Provided text →
On 13 June 2004, regional elections were held in Belgium, to choose representatives in the regional councils of the Flemish Parliament, the Walloon Parliament, the Brussels Parliament and the German-speaking Community of Belgium. The elections were held on the same day as the European elections.

Flemish Parliament 

In the Flemish Parliament election, the liberal-socialist government was put to the test. The far right Vlaams Blok became the second largest party in Flanders just after the alliance of conservatives Christian Democratic and Flemish-New Flemish Alliance (CD&V - N-VA). The green party Groen! managed to be elected and keeps half of their seats in the parliament. In contrast with the previous election, the People's Union (VU-ID) has split and the new parties, N-VA and Spirit, allied with CD&V and Different Socialist Party (SP.A) respectively.

Stored data →
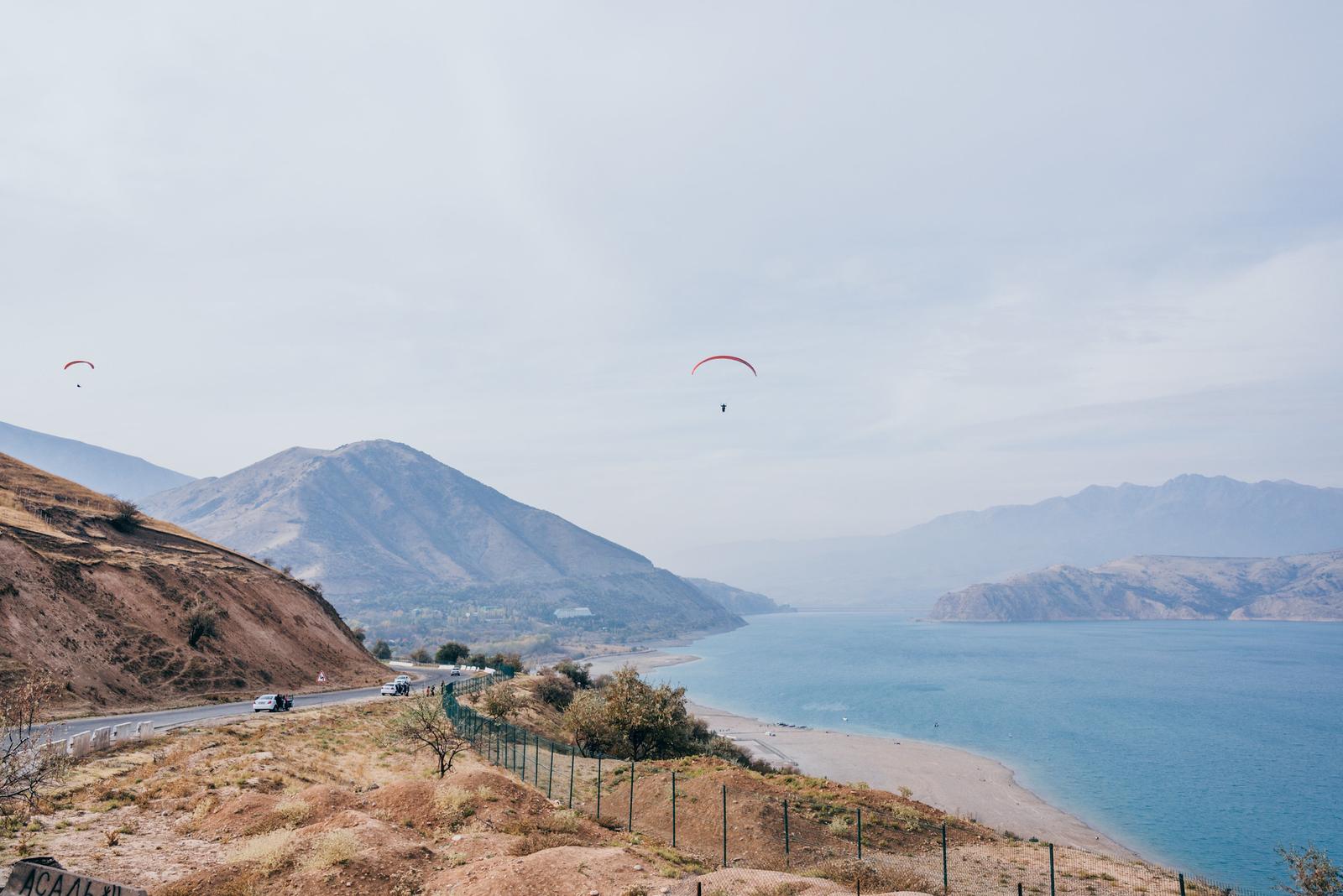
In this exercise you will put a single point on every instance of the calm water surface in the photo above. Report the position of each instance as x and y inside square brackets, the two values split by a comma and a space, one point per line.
[1201, 745]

What you need to do →
**a.** List the regional councils where, according to the text on the 2004 Belgian regional elections, representatives were chosen.
**b.** Return the part of the text on the 2004 Belgian regional elections that opens with the words containing "On 13 June 2004, regional" and closes with "Party (SP.A) respectively.".

Exercise results →
**a.**
- Flemish Parliament
- Walloon Parliament
- Brussels Parliament
- German-speaking Community of Belgium

**b.**
On 13 June 2004, regional elections were held in Belgium, to choose representatives in the regional councils of the Flemish Parliament, the Walloon Parliament, the Brussels Parliament and the German-speaking Community of Belgium. The elections were held on the same day as the European elections.

Flemish Parliament 

In the Flemish Parliament election, the liberal-socialist government was put to the test. The far right Vlaams Blok became the second largest party in Flanders just after the alliance of conservatives Christian Democratic and Flemish-New Flemish Alliance (CD&V - N-VA). The green party Groen! managed to be elected and keeps half of their seats in the parliament. In contrast with the previous election, the People's Union (VU-ID) has split and the new parties, N-VA and Spirit, allied with CD&V and Different Socialist Party (SP.A) respectively.